August 11, 2017, by Brigitte Nerlich
Tracing the contours of the consensus debate in climate change: The sequel
In August 2013 I wrote a blog post on the issue of ‘consensus’ in the context of climate change. This topic had been put into the climate communication spotlight by a paper published in May 2013 by Cook et al. entitled: ”Quantifying the consensus on anthropogenic global warming in the scientific literature” (for more background, see here). The abstract of the paper said: “Among abstracts expressing a position on AGW, 97.1% endorsed the consensus position that humans are causing global warming.” The paper was written to counter narratives “presented by some dissenters […] that the scientific consensus is ‘…on the point of collapse’ (Oddie 2012) (Allègre et al. 2012).” It caused a lot of controversy, regarding its methodology, its meaning and its message.
Updating some graphs
In this post I will not delve into the disputes surrounding the Cook et al. paper and its uses for what came to be known as ‘consensus messaging’ (or “the idea of informing people that there’s a scientific consensus on the subject” of anthropogenic climate change). Instead, I want to refresh my August 2013 blog post with some new data, in order to see what has happened to the ‘contours’ of the consensus debate over the last four years.

EXERCISES:
- A) Answer these about the post on the climate consensus debate, one line each:
(i) In what month and year was the Cook et al. paper published?
(ii) What percentage of abstracts expressing a position on AGW endorsed the consensus position, according to the paper's abstract?
(iii) Over how many years does the post set out to trace changes in the contours of the consensus debate?
- B) Write what comes next in the post on the climate consensus debate, starting after its last sentence.

MATERIAL PROVIDED:
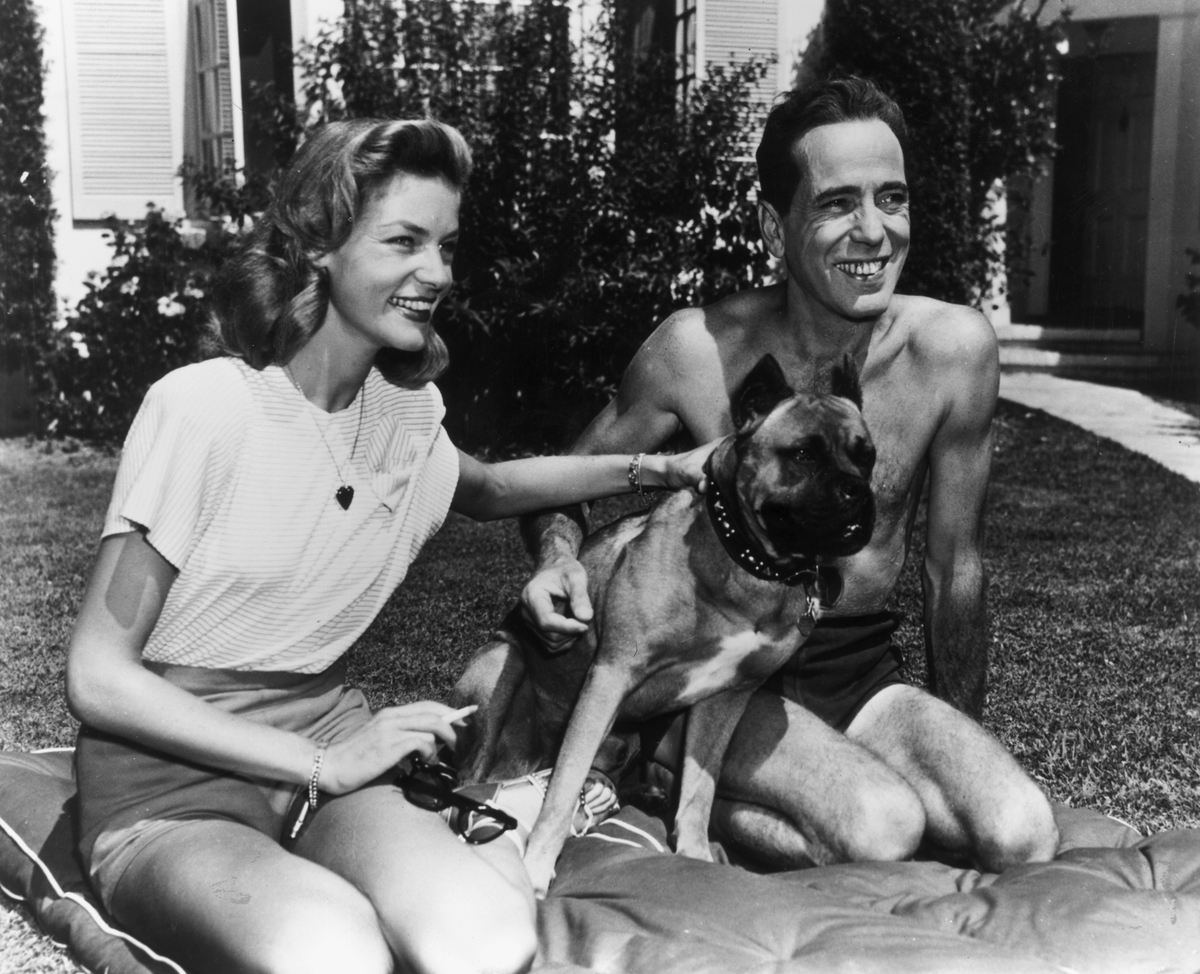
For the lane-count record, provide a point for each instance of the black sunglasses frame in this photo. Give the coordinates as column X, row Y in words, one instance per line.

OUTPUTS:
- A)
(i) May 2013
(ii) 97.1%
(iii) Four years

- B)
Consensus
The old post included a graph which provided an overview of English news that had used the words ‘consensus’ together with either ‘climate change’ or ‘global warming’ between 1988 and 2012 (using Lexis Nexis; duplicates have not been removed). I have now updated that graph to 2016.
As I said in 2013, although the word ‘consensus’ was probably used in a wide range of contexts and meanings, a few interesting bumps show up which seem to show that the graph follows the contours of the climate change debate as we know it. 1997 – Kyoto protocol, 2007 – fourth IPCC report, 2009 – Copenhagen summit and climategate; 2013/14 – fifth IPCC report; 2015 – Paris agreement, 2016 American presidential elections.
As one can see, the use of ‘consensus’ in the context of climate change/warming fell after climategate but has now gone up again after 2013. Is this linked to ‘consensus messaging’ I asked myself? Probably not, as in 2013 only 11 articles referred to the 97% consensus claim; in 2014 there were a few more, namely 19 (but five were duplicates); and a few more in 2015 – 31 with 4 duplicates; and for 2016 we have 17 papers with 2 duplicates. So not a lot. (Of course this doesn’t take into account online (etc.) uses of this claim)
The 2015 upturn is probably related to the Paris climate summit. This summit was billed as trying to reach a ‘consensus’ (an agreement) among nations about what to do about climate change. This type of ‘consensus’ is quite different to the 97% consensus which refers to the fact that thousands of scientists ‘agree’ that climate change is human-caused. We are, of course, dealing with two meanings of the words ‘agree‘ or ‘agreement’ (on the meanings of ‘consensus’ see here). In the 97% case ‘agree’ means ‘have the same opinion about something’; in the Paris case it means ‘say that one will do something which has been suggested by another person’.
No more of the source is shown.